What the task requires
Nothing but the lines from the one containing "Note: for every instance of the forehead" through the end of the data should be output, each reproduced exactly.

Records for this task
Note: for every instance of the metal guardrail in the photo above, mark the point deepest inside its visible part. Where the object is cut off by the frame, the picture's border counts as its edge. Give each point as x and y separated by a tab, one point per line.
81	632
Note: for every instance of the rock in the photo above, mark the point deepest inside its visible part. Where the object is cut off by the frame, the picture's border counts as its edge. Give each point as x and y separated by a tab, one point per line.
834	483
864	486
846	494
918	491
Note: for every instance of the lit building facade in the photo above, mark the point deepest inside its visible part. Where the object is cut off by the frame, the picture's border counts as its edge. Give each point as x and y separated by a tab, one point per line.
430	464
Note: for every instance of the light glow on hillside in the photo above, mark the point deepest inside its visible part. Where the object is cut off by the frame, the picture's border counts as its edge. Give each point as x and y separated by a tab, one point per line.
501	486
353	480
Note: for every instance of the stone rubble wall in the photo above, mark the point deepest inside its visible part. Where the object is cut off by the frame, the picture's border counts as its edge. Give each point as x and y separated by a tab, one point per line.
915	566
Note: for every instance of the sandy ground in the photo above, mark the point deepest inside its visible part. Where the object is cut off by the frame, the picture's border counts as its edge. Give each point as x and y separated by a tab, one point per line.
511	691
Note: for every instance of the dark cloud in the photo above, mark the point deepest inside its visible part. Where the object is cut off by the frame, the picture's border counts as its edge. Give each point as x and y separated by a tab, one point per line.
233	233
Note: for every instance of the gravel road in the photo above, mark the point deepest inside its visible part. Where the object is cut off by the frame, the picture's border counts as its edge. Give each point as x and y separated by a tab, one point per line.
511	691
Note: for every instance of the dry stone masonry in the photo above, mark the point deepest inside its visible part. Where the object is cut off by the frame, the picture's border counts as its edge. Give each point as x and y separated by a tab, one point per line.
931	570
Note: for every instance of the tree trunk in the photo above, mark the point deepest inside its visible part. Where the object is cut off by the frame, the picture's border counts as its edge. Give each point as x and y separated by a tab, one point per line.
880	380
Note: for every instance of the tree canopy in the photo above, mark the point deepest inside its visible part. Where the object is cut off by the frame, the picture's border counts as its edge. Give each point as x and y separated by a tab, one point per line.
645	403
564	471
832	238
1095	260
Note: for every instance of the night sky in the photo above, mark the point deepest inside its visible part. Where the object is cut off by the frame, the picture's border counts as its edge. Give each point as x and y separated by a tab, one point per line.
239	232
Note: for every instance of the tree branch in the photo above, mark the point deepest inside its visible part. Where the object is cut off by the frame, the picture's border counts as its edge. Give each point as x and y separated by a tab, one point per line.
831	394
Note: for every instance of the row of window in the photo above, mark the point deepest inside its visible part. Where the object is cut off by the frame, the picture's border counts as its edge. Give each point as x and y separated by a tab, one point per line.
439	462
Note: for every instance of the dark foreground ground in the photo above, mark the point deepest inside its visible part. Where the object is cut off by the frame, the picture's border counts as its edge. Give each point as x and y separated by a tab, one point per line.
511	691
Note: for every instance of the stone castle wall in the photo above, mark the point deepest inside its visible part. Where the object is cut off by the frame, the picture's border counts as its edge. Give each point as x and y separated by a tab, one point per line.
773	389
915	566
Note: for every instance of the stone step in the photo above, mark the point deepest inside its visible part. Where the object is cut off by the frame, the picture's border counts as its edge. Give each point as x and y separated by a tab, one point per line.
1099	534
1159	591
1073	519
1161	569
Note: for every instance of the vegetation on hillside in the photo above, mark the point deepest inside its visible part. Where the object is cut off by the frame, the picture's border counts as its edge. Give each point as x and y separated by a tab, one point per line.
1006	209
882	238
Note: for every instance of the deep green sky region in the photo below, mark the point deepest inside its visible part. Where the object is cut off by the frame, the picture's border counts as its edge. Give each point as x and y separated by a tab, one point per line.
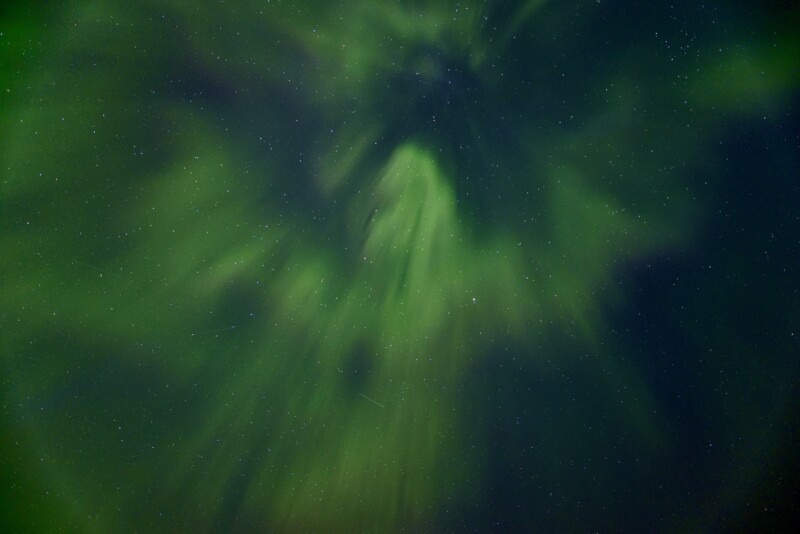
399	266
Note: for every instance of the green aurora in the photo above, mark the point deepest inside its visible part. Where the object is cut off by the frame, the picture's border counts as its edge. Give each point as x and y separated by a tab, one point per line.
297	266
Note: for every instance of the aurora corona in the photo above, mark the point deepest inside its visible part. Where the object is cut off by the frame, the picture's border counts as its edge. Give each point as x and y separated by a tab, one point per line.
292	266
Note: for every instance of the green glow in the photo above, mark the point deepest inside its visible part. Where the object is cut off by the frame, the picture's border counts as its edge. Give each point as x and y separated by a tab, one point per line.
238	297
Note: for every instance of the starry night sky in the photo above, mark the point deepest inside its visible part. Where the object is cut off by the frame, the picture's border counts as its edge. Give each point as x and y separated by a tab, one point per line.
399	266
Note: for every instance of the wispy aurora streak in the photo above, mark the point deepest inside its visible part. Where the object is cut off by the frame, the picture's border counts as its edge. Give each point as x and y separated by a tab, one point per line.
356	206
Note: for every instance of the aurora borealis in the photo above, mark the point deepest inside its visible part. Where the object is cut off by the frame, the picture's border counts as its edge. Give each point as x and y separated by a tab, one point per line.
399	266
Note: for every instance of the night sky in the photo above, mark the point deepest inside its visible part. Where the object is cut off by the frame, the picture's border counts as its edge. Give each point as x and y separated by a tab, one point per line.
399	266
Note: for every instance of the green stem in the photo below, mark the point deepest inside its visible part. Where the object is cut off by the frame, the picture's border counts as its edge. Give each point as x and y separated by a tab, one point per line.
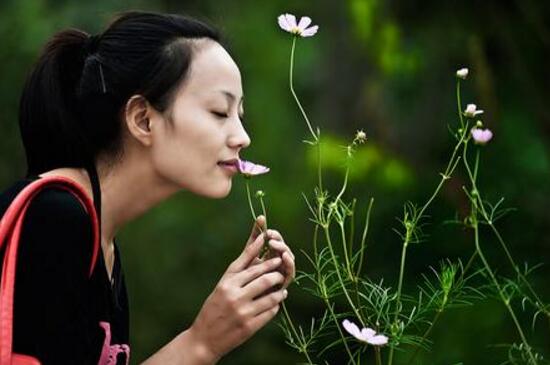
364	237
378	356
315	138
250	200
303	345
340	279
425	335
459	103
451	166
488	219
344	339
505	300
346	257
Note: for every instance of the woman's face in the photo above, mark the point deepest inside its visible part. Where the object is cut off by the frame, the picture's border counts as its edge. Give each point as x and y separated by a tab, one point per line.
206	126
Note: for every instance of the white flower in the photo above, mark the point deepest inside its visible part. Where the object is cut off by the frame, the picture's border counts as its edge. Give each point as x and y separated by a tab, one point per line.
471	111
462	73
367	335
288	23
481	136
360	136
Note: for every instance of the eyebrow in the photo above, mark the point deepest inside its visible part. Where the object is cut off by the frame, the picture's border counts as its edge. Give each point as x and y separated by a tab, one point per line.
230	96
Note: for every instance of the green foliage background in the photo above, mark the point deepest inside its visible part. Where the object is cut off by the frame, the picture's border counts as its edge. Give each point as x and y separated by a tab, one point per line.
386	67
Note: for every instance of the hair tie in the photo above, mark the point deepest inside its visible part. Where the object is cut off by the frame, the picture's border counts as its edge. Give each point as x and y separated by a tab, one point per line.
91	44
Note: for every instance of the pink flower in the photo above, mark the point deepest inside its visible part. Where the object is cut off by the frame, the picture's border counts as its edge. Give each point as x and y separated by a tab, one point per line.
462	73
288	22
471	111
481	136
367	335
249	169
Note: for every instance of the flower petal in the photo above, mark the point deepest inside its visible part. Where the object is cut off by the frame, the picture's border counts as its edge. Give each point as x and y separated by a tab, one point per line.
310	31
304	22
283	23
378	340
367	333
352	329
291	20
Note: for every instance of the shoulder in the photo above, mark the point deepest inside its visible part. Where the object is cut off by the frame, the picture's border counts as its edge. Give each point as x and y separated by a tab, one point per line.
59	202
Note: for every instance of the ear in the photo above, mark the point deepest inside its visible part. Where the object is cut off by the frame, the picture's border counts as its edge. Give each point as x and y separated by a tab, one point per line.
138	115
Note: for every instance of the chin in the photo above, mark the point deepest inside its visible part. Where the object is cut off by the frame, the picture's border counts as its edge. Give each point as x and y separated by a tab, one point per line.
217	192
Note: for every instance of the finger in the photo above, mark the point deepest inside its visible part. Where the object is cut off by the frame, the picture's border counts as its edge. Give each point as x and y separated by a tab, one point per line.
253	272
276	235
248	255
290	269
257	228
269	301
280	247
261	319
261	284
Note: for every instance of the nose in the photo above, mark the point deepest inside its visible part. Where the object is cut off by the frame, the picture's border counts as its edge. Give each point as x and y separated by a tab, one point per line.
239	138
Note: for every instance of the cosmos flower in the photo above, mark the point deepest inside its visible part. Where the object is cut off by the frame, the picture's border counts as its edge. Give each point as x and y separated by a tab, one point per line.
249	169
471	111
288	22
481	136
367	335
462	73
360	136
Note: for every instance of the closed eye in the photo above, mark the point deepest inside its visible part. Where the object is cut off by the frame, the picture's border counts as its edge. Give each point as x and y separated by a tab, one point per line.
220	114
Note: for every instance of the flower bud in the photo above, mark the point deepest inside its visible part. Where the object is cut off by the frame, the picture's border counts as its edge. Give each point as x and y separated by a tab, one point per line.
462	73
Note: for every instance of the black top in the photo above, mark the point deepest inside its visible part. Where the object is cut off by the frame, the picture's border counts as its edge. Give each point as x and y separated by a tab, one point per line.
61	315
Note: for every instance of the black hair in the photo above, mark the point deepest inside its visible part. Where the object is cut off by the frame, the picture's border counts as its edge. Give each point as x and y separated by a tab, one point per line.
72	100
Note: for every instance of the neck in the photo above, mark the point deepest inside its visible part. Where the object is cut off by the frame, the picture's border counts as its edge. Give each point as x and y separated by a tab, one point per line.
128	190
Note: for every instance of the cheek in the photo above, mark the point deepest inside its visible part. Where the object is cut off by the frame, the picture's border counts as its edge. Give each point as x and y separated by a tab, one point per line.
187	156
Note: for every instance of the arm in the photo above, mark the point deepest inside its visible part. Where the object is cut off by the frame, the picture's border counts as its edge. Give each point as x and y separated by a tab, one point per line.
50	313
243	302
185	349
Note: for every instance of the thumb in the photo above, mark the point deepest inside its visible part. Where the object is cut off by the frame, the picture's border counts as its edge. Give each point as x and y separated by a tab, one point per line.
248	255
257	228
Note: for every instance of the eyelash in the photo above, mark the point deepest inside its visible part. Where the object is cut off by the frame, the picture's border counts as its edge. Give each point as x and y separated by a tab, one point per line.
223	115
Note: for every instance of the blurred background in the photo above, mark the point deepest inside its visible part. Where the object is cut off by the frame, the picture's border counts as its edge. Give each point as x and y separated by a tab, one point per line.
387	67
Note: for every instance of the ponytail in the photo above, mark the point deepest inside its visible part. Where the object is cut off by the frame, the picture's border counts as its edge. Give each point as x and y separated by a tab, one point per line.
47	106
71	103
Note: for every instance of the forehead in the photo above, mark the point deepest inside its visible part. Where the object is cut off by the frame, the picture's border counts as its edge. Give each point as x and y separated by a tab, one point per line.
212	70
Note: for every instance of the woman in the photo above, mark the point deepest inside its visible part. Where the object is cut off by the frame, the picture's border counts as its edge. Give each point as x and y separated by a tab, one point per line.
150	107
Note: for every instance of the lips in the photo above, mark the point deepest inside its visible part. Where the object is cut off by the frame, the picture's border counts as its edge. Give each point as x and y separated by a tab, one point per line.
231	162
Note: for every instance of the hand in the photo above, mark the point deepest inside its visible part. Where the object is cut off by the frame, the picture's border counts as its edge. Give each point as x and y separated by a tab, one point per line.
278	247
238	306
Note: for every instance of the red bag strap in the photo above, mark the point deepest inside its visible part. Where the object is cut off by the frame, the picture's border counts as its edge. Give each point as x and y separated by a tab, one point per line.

Solved problem
Note: for every instance of the forehead in the photo above, mark the point deepest inside its visible part. Where the object is cut off by the frame, the picture's border counts as its edge. Give each point as x and y separated by a tab, one point per line.
212	70
Note: for every instance of the woman in the photo above, mark the point deepest inside its visible part. Where the object is cut off by the frame, the picture's border counts as its edge. Give each point as x and y separated by a tab, one point per line.
150	107
Note: for every instance of the lips in the photo above, mark the point deepest inside its visible part. Where the object is cut off by the frame, the picture's border counts as its edge. Give each point as x and y separated by a tab, one point per line.
231	162
Note: for every instance of the hand in the photo above, mark the point deepest inside its visible part. Where the object is cut off by the frame, the picture's border counts as its edge. Give each point as x and y separated by a tab, one point per line.
278	247
238	306
Note: for every instance of the red bag strap in the photo above, mark the point deepest inside its visible part. Where the object is cut off by the frame, the picture's border counts as its edge. Give each point as x and y separated by a tab, one point per line.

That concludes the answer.